BEGIN

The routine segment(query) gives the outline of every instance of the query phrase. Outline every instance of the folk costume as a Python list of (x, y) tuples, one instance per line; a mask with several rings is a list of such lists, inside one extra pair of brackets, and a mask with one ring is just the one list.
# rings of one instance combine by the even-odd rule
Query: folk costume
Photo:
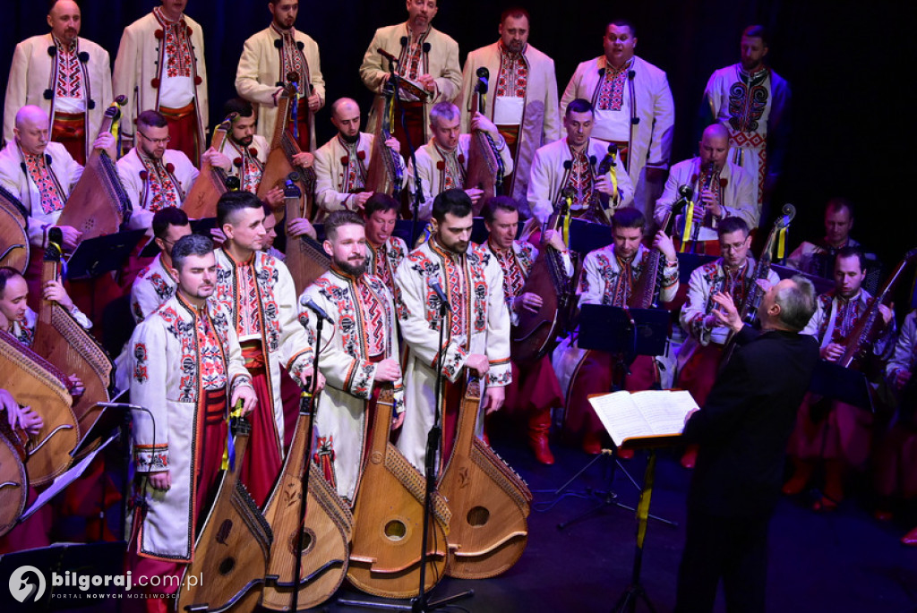
[(514, 170), (505, 178), (505, 193), (522, 202), (528, 190), (529, 169), (536, 149), (561, 137), (558, 112), (558, 79), (554, 60), (525, 45), (521, 53), (510, 52), (502, 41), (468, 54), (457, 103), (462, 114), (462, 131), (471, 131), (471, 100), (479, 68), (490, 72), (481, 114), (493, 122), (513, 155)]
[(315, 151), (315, 121), (306, 99), (317, 93), (320, 106), (325, 105), (325, 78), (318, 44), (312, 37), (295, 27), (282, 30), (273, 23), (251, 36), (236, 70), (236, 91), (255, 105), (258, 134), (271, 142), (277, 124), (277, 94), (292, 72), (299, 77), (295, 109), (299, 146), (304, 151)]
[(577, 66), (560, 112), (576, 98), (592, 103), (592, 137), (618, 145), (634, 185), (634, 206), (652, 219), (661, 186), (647, 183), (644, 168), (668, 168), (675, 131), (675, 104), (665, 71), (637, 56), (615, 71), (600, 56)]
[[(332, 268), (306, 288), (312, 299), (335, 320), (322, 330), (318, 367), (326, 388), (318, 397), (314, 457), (341, 498), (353, 504), (370, 443), (370, 427), (381, 384), (376, 364), (399, 359), (398, 328), (392, 292), (381, 279), (359, 277)], [(315, 315), (303, 309), (315, 335)], [(404, 410), (404, 389), (393, 383), (395, 410)]]
[[(439, 283), (452, 309), (447, 312), (441, 352), (437, 351), (439, 300), (430, 285), (433, 282)], [(410, 349), (404, 369), (405, 397), (412, 399), (398, 448), (423, 470), (426, 435), (436, 406), (437, 354), (442, 353), (445, 415), (440, 461), (445, 465), (455, 442), (458, 408), (464, 394), (460, 378), (468, 355), (487, 356), (490, 370), (482, 378), (483, 386), (506, 386), (512, 381), (510, 316), (503, 300), (503, 273), (483, 247), (471, 244), (459, 255), (441, 246), (434, 237), (402, 262), (395, 283), (400, 290), (397, 306), (402, 337)]]
[(66, 45), (51, 33), (16, 46), (6, 82), (4, 137), (13, 141), (16, 114), (27, 104), (48, 113), (50, 139), (85, 164), (113, 100), (108, 51), (86, 38)]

END

Please retype every one of the entries above word for word, leaving the pictures out.

**Exercise result**
The routine segment(query) gives the outline of every instance of the query phrase. Outline every instance of the folk costume as a Python list of (x, y) tuples, one instance per line; a mask with several rings is a list of such lists, inside one extra pair of brackets, and a mask with one ring is just the one list.
# rings of one instance combine by the even-odd rule
Query: folk costume
Photo:
[(514, 170), (505, 178), (505, 193), (522, 202), (528, 190), (529, 169), (536, 149), (561, 137), (558, 112), (558, 79), (554, 60), (525, 45), (521, 53), (510, 52), (502, 41), (468, 54), (457, 103), (462, 114), (462, 131), (471, 131), (471, 100), (479, 68), (490, 72), (481, 114), (493, 122), (513, 155)]
[(315, 151), (315, 121), (306, 99), (317, 93), (320, 106), (325, 105), (325, 78), (318, 44), (312, 37), (295, 27), (282, 30), (273, 23), (251, 36), (236, 70), (236, 91), (255, 105), (258, 134), (271, 142), (277, 124), (277, 94), (292, 72), (299, 77), (295, 109), (299, 146), (304, 151)]
[(577, 66), (560, 112), (576, 98), (592, 103), (592, 137), (618, 145), (634, 185), (634, 206), (652, 219), (661, 186), (647, 183), (644, 168), (668, 168), (675, 131), (675, 104), (665, 71), (637, 56), (615, 71), (600, 56)]
[[(332, 268), (306, 288), (312, 299), (335, 320), (322, 330), (318, 367), (326, 388), (318, 397), (314, 457), (341, 498), (353, 504), (370, 443), (370, 427), (381, 384), (376, 364), (399, 359), (398, 328), (392, 292), (381, 279), (359, 277)], [(315, 315), (303, 309), (315, 335)], [(404, 410), (404, 389), (393, 383), (395, 410)]]
[[(439, 283), (452, 309), (447, 312), (441, 352), (437, 351), (439, 300), (430, 285), (433, 282)], [(410, 349), (404, 369), (405, 397), (412, 399), (398, 448), (423, 470), (426, 435), (436, 406), (437, 354), (442, 353), (445, 415), (440, 461), (445, 465), (455, 442), (458, 408), (464, 394), (460, 378), (468, 355), (487, 356), (490, 370), (482, 378), (483, 386), (506, 386), (512, 381), (510, 316), (503, 300), (503, 273), (483, 247), (471, 244), (459, 255), (441, 246), (434, 237), (402, 262), (395, 283), (400, 290), (397, 306), (402, 337)]]
[(66, 45), (51, 33), (16, 46), (6, 82), (4, 137), (13, 141), (16, 114), (27, 104), (48, 113), (50, 139), (85, 164), (113, 100), (108, 51), (86, 38)]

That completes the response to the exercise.